→ **TASK DESCRIPTION**: Your answer must consist of the lines running from the one that holds "Every instance of the toasted" to the end of the data, copied exactly.

= Beginning of Section =

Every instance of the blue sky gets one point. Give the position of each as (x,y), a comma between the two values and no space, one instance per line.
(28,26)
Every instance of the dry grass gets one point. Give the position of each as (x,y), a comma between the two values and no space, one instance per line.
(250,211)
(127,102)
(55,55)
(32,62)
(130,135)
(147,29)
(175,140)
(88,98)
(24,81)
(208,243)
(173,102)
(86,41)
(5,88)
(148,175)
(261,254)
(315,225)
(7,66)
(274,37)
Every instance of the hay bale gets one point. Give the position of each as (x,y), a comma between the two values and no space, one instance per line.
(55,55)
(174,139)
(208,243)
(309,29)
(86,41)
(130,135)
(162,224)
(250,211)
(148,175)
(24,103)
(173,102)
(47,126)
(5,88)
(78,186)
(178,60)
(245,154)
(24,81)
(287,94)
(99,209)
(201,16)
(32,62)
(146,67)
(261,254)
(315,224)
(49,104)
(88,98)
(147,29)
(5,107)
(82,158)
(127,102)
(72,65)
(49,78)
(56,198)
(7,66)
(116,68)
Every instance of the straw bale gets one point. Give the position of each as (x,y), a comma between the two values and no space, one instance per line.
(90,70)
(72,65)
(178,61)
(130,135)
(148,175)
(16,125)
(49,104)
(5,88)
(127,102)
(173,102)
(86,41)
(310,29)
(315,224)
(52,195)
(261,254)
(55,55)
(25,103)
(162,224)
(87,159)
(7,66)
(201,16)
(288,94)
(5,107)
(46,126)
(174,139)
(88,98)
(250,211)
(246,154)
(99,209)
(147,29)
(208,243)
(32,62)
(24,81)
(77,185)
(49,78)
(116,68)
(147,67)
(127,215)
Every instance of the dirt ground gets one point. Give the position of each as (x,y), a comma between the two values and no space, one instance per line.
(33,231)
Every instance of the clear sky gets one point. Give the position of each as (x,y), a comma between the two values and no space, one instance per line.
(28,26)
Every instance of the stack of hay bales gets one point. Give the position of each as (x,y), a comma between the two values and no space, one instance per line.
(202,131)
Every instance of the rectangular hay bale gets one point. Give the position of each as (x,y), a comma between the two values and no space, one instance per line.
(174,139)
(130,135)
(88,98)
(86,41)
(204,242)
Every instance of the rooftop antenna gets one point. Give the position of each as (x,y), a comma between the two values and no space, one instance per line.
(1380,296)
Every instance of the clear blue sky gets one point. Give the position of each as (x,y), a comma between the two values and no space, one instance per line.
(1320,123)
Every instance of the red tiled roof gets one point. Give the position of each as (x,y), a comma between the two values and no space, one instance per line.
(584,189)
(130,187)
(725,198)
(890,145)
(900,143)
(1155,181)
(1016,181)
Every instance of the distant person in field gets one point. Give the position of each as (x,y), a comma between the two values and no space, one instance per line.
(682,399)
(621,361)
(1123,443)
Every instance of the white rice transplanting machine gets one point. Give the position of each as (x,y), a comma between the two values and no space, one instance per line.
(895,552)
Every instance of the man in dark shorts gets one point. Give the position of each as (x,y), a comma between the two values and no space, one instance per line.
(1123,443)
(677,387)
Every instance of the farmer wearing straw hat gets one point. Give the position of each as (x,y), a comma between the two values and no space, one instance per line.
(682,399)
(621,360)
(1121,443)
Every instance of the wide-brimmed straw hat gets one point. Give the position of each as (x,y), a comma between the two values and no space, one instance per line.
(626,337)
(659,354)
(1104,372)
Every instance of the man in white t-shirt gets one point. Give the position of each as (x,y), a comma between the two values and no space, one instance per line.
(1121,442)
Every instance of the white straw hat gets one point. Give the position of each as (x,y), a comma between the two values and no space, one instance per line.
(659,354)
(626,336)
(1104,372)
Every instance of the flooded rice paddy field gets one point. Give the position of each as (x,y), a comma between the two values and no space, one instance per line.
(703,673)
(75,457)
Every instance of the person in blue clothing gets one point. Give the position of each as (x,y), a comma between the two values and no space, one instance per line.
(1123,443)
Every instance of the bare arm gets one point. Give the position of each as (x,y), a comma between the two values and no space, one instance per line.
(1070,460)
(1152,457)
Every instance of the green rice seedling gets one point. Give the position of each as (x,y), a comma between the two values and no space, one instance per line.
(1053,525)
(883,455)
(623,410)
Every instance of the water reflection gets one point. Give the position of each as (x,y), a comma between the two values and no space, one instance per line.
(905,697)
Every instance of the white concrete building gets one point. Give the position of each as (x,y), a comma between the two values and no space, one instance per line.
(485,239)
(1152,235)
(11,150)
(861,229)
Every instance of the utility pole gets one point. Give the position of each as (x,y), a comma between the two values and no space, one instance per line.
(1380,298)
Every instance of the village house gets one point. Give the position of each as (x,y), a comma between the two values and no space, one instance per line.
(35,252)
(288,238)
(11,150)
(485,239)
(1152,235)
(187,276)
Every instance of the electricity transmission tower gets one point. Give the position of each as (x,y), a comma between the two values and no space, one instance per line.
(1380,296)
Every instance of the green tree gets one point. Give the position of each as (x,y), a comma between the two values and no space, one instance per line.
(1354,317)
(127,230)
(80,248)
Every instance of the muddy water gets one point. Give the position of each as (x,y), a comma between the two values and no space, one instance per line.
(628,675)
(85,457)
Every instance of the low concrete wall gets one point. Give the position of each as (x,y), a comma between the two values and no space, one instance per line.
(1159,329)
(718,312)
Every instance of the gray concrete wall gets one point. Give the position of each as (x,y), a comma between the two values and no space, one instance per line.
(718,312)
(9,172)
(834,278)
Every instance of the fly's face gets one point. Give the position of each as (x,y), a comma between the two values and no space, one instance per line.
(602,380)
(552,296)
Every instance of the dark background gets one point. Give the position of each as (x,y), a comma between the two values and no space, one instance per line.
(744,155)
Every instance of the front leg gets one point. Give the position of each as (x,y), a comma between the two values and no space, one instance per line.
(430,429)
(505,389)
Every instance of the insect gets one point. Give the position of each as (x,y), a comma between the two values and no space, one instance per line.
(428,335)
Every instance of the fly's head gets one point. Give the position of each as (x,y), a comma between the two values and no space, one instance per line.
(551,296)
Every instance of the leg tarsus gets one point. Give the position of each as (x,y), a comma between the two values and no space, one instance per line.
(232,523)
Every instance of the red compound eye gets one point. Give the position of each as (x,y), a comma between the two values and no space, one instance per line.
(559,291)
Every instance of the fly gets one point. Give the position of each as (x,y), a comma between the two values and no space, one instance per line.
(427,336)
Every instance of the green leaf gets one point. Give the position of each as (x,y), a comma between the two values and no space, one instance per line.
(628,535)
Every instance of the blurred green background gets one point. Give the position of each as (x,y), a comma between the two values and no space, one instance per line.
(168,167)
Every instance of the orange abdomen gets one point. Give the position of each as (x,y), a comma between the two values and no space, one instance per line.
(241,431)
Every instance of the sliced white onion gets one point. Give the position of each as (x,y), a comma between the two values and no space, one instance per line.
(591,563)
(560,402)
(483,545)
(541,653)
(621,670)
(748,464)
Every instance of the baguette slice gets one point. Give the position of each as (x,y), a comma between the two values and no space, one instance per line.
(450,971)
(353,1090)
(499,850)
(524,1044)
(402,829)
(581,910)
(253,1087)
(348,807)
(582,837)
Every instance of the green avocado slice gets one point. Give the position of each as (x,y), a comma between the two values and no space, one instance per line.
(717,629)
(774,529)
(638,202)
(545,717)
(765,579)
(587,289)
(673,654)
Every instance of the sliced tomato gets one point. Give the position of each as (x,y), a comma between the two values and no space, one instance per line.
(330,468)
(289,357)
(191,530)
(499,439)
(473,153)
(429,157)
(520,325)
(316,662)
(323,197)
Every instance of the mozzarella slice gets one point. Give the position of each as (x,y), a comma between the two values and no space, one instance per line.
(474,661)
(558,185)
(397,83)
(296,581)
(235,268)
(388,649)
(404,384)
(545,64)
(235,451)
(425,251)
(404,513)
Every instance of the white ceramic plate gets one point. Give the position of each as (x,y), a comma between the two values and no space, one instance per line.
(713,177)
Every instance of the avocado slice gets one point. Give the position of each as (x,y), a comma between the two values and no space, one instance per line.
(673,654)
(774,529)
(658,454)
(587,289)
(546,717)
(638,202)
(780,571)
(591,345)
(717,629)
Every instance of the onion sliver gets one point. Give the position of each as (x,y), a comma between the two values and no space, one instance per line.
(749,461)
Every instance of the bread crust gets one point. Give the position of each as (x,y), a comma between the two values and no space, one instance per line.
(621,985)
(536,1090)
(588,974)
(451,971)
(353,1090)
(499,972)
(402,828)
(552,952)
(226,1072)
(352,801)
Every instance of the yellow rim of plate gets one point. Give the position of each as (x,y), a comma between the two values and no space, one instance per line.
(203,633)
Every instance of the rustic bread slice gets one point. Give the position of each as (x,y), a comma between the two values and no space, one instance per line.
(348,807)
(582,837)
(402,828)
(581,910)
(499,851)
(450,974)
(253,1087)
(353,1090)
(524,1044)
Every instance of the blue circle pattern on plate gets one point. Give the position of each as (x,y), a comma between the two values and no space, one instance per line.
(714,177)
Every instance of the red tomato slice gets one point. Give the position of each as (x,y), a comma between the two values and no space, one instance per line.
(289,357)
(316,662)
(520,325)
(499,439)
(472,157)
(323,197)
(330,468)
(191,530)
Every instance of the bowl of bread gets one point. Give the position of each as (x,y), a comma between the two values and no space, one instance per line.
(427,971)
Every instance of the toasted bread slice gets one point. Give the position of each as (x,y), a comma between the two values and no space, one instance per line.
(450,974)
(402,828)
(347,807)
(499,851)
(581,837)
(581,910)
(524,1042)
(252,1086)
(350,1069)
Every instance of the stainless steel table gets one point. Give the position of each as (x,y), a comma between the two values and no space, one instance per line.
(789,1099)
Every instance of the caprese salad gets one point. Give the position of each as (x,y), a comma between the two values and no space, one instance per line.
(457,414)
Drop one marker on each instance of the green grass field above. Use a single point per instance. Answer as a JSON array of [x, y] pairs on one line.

= End of Section =

→ **ANSWER FOR THIS EXERCISE**:
Every instance of the toasted bread slice gets one point. Give the position of each as (x,y), a comma between the two values and no space, one instance per line.
(450,974)
(402,828)
(347,807)
(499,851)
(581,837)
(581,910)
(524,1042)
(252,1086)
(350,1069)
Every instance of the stainless steel table gets one point. Give the position of each as (x,y), a comma between the two values and no space, one instance per line.
(789,1099)
Every instance of the caprese salad gets one point. Give the position of each as (x,y), a comma between the two values and no space, one instance per line.
(457,414)
Drop one marker on each instance of the green grass field above. Use a single point per instance. Answer as a JSON array of [x, y] pairs on one line.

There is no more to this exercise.